Your task: All entries are to be given again verbatim.
——
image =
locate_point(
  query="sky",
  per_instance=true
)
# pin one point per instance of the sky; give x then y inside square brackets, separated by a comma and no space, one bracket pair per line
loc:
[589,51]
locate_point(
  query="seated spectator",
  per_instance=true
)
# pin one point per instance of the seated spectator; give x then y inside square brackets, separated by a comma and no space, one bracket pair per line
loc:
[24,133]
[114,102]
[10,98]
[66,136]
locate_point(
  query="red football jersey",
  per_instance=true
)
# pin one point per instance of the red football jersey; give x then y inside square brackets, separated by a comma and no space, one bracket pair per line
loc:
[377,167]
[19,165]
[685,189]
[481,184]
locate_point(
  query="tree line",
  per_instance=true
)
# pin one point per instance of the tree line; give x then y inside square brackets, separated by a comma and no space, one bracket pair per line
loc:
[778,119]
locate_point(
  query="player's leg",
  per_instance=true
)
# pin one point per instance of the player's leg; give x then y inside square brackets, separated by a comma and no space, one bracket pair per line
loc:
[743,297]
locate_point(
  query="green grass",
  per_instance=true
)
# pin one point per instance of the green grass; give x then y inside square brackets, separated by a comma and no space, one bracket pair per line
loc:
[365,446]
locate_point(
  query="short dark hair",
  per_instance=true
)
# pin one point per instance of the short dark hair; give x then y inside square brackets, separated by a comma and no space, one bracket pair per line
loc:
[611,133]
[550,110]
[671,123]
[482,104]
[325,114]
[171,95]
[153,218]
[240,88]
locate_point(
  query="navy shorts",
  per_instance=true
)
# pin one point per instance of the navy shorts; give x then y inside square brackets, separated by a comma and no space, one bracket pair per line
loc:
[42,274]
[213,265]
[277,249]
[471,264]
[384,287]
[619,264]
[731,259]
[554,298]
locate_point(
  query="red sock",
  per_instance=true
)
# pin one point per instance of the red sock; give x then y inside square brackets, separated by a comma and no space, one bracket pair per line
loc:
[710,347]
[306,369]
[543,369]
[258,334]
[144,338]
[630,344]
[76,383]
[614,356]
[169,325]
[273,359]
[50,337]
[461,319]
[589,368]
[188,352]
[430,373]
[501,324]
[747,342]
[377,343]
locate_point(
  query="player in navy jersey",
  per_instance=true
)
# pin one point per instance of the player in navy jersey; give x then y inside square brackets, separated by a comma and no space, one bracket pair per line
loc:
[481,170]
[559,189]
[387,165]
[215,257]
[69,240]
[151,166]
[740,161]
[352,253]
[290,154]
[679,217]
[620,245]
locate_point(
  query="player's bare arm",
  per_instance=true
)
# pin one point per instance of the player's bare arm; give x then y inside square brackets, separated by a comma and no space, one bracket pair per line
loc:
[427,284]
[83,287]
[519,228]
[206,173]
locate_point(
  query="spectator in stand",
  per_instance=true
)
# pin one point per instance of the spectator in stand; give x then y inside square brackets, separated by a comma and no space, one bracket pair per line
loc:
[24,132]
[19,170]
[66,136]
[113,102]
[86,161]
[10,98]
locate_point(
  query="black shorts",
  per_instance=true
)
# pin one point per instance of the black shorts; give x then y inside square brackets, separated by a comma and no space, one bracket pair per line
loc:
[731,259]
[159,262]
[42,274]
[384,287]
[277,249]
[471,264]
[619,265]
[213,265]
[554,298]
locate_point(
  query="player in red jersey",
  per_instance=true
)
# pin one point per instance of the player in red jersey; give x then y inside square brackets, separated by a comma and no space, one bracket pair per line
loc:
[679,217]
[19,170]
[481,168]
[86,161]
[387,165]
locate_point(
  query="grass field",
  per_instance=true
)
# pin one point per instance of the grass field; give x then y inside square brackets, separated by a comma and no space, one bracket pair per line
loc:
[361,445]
——
Worked solution:
image =
locate_point(
  query="sky",
  per_instance=true
)
# pin one point per instance of the sky; give x then y inside square brackets, separated by a comma and no space, one bracket pair per line
loc:
[589,51]
locate_point(
  query="seated spectator",
  per_instance=true
)
# pin one point per instance of the seated spectator; give x then y inside square brackets, separated by a comma and no space, one bracket pair per line
loc:
[24,133]
[114,102]
[10,98]
[66,136]
locate_point(
  query="red football jersey",
  per_instance=true
)
# pin one point per instance of the red football jersey; give x then y inside square brackets, separated by a comma and no space, one bracket pair per line
loc:
[377,167]
[19,165]
[685,189]
[481,184]
locate_point(
  query="tree line",
  per_instance=true
)
# pin one point per instance of the tree line; give x then y inside square brackets, separated by a comma and no space, one bracket pair per line
loc:
[778,119]
locate_point(
  query="player's leg",
  per_instance=true
)
# pin one point per instance of the player's leg; give x then y inside square brackets, separated by a comma and no space, one bracket pair per line
loc:
[743,297]
locate_point(
  query="green grass",
  per_instance=true
)
# pin one point per instance of the green grass; give x then y inside square brackets, separated by a comma and no space, one bracket pair per line
loc:
[365,446]
locate_point(
  query="short dark hair",
  per_instance=true
)
# pin one point per instance of the short dark hair; give x then y inside square brackets, separated by a comma and no space, one bracket pair per line
loc:
[611,133]
[550,110]
[671,123]
[482,104]
[325,114]
[171,95]
[153,218]
[240,88]
locate_point(
  query="navy shorts",
  per_instance=true
)
# pin one point per instance of the navy shorts; give x then y inside square brackets, separated by a comma and no space, one bracket pair per line
loc:
[42,274]
[213,265]
[277,249]
[471,264]
[384,287]
[619,264]
[731,259]
[554,298]
locate_point(
  query="red sock",
  per_instance=true
)
# pin one point per instance of the red sock; give x then y inside square brackets, separated by a comma and no space, one bracket pair per line
loc:
[710,347]
[306,369]
[543,369]
[258,334]
[144,338]
[630,344]
[76,383]
[614,356]
[169,325]
[273,359]
[50,337]
[461,319]
[589,368]
[188,352]
[430,373]
[501,324]
[747,342]
[377,343]
locate_point(
  query="player in navy jersey",
  per_instance=true
)
# pin one point per instance of the player in navy jersey; give x then y inside square brackets, separated by a comma and no space, one bracket pair per line
loc:
[481,170]
[559,189]
[387,165]
[215,257]
[69,240]
[151,166]
[740,161]
[352,253]
[290,154]
[679,217]
[620,245]
locate_point(
  query="player's bare arm",
  per_instance=true
)
# pin one point per instance of the player's bare arm; give x then y inside square brackets, separated by a comma and no space, one bracket pair per line
loc:
[427,284]
[83,287]
[519,228]
[206,173]
locate_point(
  query="spectator in stand",
  per_instance=true
)
# pin one point per instance of the spectator in stand; give x then y inside square brackets, separated by a comma and no space, one bracket pair per line
loc:
[24,132]
[19,170]
[66,136]
[113,102]
[86,161]
[10,98]
locate_point(
  query="black shorts",
  per_instance=true
)
# pin one point per instance of the black shorts; give x then y inside square brackets, separated by a comma and no space, one bracket pair per line
loc:
[731,259]
[159,262]
[42,274]
[384,287]
[277,249]
[471,264]
[619,265]
[213,265]
[554,298]
locate_point(
  query="player in red jersey",
  per_instance=true
)
# pin one point per instance of the player in red jersey; give x then y inside square brackets, separated by a comma and no space, one bracket pair per line
loc:
[679,217]
[19,170]
[481,168]
[86,161]
[387,165]
locate_point(
  query="grass field",
  per_instance=true
)
# pin one point per instance of the grass field; give x then y inside square brackets, separated by a comma and no space, one bracket pair per line
loc:
[361,445]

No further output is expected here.